Written problem
Pick up the Vue interview transcript below where it stops and keep it going.

Text extract
※ ※ ※

It's all like JavaScript modules.
DAVE:
But in the template itself...
EVAN:
Oh, I see.
DAVE:
I can use components but I don't declare that I'm using them anywhere, right?
EVAN:
You do. So, in Vue when you register any type of asset, say a component or a custom directive or a transition effect, these are all considered assets. So you can either register them globally using a global Vue method but that's only for quick and dirty small projects. So, in large projects you will have to pass them into a specific component as its private assets. So, if you look at the example, like when you declare a component you can have an option called component and that's where you basically declare what other components should be available to this component.
DAVE:
Cool, I see now.
EVAN:
Right. So, you...
DAVE:
So, that's like Angular 2 style, right?
EVAN:
Yeah, except Vue doesn't really force you to use dependency injection.
DAVE:
Oh, right, right. Cool, so what kind of benchmarking have you done to compare performance of Vue to other frameworks, or have you?

※ ※ ※

Recorded data
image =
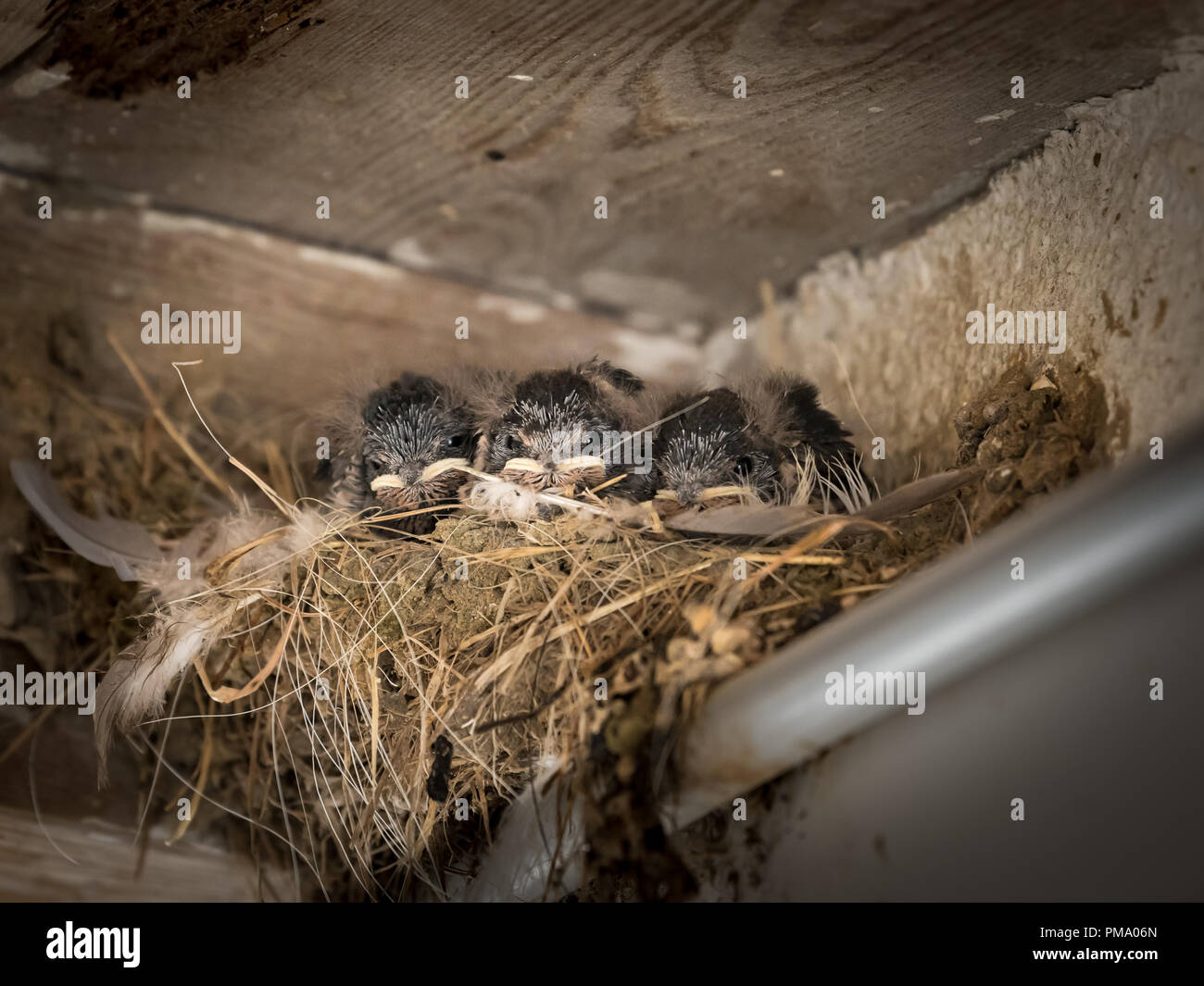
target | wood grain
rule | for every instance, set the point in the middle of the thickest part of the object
(707, 194)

※ ※ ※

Written response
EVAN:
Yes. So, it's actually pretty interesting because in the early days of Vue there was this TodoMVC benchmark floating around that was originally written by someone at Apple working on WebKit. So, it was on GitHub. It wasn't really published anywhere. I just happened to stumble to it. And it was testing the same TodoMVC application using most of the mainstream frameworks. I think it got popularized even more later by the author of Ohm. David Nolan, he had a post on how he built Ohm on top of React and had better performance in that benchmark.
So, I was really curious. I ran a benchmark and it turns out, Vue is really fast. It's the fastest of them all. And for some reason, it was actually the benchmark itself was more or less flawed because it was synchronously adding, toggling, and deleting a hundred items one by one. And Vue leverages asynchronous updates. So, say when you are manipulating the same array, you're pushing an item in a loop, you push 100 items, Vue actually only performs one update. Because whenever you trigger some data change in an event loop, Vue won't instantly update the DOM. Vue will buffer all these data changes until the next tick before actually performing any DOM updates. So, this avoids doing unnecessary work when you are, say, mutating the same array a hundred times in the same event loop because there's just no point in doing that. And because of that specific benchmark, Vue just is significantly faster in the benchmark. So, I posted it all on the original Vue website and it basically got a bit controversial. Because other framework authors...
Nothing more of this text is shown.